WHAT THE TASK ASKS: Will you retype, character for character, the lines running from the one containing "of the carrot" through the very last line?

_ _ _ _ _

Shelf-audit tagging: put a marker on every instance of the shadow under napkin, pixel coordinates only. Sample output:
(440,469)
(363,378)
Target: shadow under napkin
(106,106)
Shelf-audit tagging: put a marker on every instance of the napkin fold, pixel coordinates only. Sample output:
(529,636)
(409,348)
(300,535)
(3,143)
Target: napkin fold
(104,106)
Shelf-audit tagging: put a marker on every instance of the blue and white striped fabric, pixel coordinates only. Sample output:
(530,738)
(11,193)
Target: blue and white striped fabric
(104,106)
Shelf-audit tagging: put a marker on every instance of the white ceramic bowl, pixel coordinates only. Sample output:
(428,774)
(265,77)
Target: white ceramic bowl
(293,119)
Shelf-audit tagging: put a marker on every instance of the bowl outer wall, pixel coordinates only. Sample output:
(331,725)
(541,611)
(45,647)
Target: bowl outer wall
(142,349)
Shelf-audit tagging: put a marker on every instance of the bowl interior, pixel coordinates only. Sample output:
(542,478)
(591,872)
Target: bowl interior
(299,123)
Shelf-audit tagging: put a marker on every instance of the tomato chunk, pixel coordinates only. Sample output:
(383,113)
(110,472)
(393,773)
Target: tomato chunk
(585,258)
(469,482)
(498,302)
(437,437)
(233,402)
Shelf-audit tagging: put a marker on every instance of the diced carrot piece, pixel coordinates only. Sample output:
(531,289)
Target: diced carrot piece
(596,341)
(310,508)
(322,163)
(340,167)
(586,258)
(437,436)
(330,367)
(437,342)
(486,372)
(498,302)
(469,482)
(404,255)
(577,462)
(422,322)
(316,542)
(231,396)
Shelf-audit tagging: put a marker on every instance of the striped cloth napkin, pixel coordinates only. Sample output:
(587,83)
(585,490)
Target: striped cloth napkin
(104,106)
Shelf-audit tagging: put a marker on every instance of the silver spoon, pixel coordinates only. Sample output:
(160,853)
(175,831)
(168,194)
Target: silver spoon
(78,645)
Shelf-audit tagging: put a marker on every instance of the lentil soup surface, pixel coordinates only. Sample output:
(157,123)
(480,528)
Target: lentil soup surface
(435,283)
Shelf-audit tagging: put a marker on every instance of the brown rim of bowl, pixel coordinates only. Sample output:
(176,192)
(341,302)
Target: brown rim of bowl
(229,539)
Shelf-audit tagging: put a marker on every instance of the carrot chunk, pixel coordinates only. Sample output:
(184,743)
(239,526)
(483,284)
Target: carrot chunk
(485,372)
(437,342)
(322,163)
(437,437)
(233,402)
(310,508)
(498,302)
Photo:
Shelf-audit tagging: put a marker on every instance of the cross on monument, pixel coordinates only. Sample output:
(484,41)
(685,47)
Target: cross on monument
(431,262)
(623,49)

_ _ _ _ _

EXERCISE ANSWER:
Shelf-audit tagging: put a marker on every instance of the carrot chunk, pixel coordinates only. Sample output:
(184,743)
(239,526)
(483,284)
Target: carrot chunk
(485,372)
(437,342)
(322,163)
(437,437)
(233,402)
(310,508)
(498,302)
Photo:
Shelf-audit tagging: put a marker on every instance of the cross on monument, pixel coordinates only. Sample output:
(484,41)
(685,47)
Target: cross on monument
(431,262)
(623,49)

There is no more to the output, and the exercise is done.